How long does the COBRA coverage last?
COBRA insurance coverage typically lasts 18 months for those who have lost their health insurance coverage because of a termination or due to a reduction in hours. Whether or not you can keep your COBRA coverage will be determined by your qualifying event.
The average length a person is unemployed in the United States is around nine months. It's likely you will find a new job, hopefully one with benefits, before your insurance with COBRA is set to expire. Sometimes COBRA allows for situations where coverage can last up to 36 months.
There are instances when the coverage period for COBRA is shorter than 36 or 18 months. If you become eligible for an insurance plan through another employer or have become eligible for Medicare you will lose COBRA coverage. If your new employer does not offer health coverage or if you are not yet eligible for that coverage then, COBRA will still apply. If you don't pay your health care premiums through COBRA, you will also lose your coverage. If you become eligible for Social Security disability benefits your coverage through COBRA can be as long as 29 months.
Cost of COBRA health insurance coverage
COBRA insurance costs a lot more money than you were paying as an active employee with benefits. Because your employer is no longer subsidizing any portion of the plan, you will bear the full brunt of the cost. Not only will you be required to pay 100 percent of the premium, sometimes as much as three times what you paid as an employee, but a 2 percent administrative charge may also be added.
***
__Work instructions__.
A. What administrative charge may be added to the premium, according to the COBRA coverage text?
B. List every circumstance that the COBRA coverage text says will cause a person to lose COBRA coverage.
C. Write the next part of the COBRA coverage text, picking up after its last sentence.

__Available data__.
***
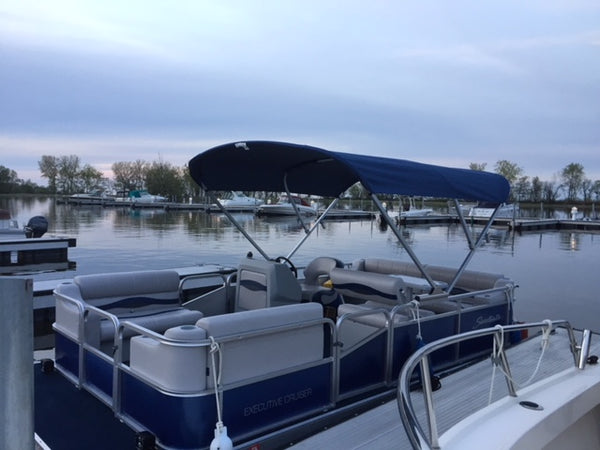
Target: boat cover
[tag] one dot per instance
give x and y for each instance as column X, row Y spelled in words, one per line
column 267, row 165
***
__Answers to each task__.
A. A 2 percent administrative charge may be added.

B.
- Becoming eligible for an insurance plan through another employer
- Becoming eligible for Medicare
- Not paying health care premiums through COBRA

C.
If you believe that you're going to be losing your coverage, it's a good idea to talk with someone within the human resources department, or whomever is in charge of your company's benefits. They can inform you of the full cost of your health insurance coverage, and you can plan for how much more expensive it's going to be. If you're unable to get this information from your employer, you can find out on your own.
If you've been employed for more than a year by your company, you can look at last year's W-2 to find out what your employer's contribution to your health insurance added up to. If you add that number to the amount that you paid in the same period, you can determine what the total cost of your health care coverage was last year. That may change slightly from year to year, but it will give you a rough estimation and possibly an exact dollar amount of what you will be expected to pay.
You may be given the option by your employer to drop out of "nontraditional" coverage such as vision care or dental coverage. This is often done with the idea that it will help you reduce costs since you probably don't have a job anymore. Being aware of health care laws can allow you to find health insurance that is more affordable. Health insurance on the private markets can be remarkably more expensive than plans found on state markets through the Affordable Care Act.
Losing your job counts as a qualifying event for the ACA so even if you are not in an enrollment period you should still be able to sign up for coverage. While the cost of coverage through the Affordable Care Act can be hundreds of dollars less per month, it may not offer all of the benefits that your employer's private plan provided. If you have lost your job though and have no income, subsidies may cover up to 100 percent of your monthly payment through the ACA. It's a good idea to look at all your options to find the one that fits your needs and your family's needs best.
If your COBRA coverage extends past 18 months, your premiums can rise significantly. Your employer could, if they choose, charge you up to 150 percent of the actual cost they are paying for your insurance.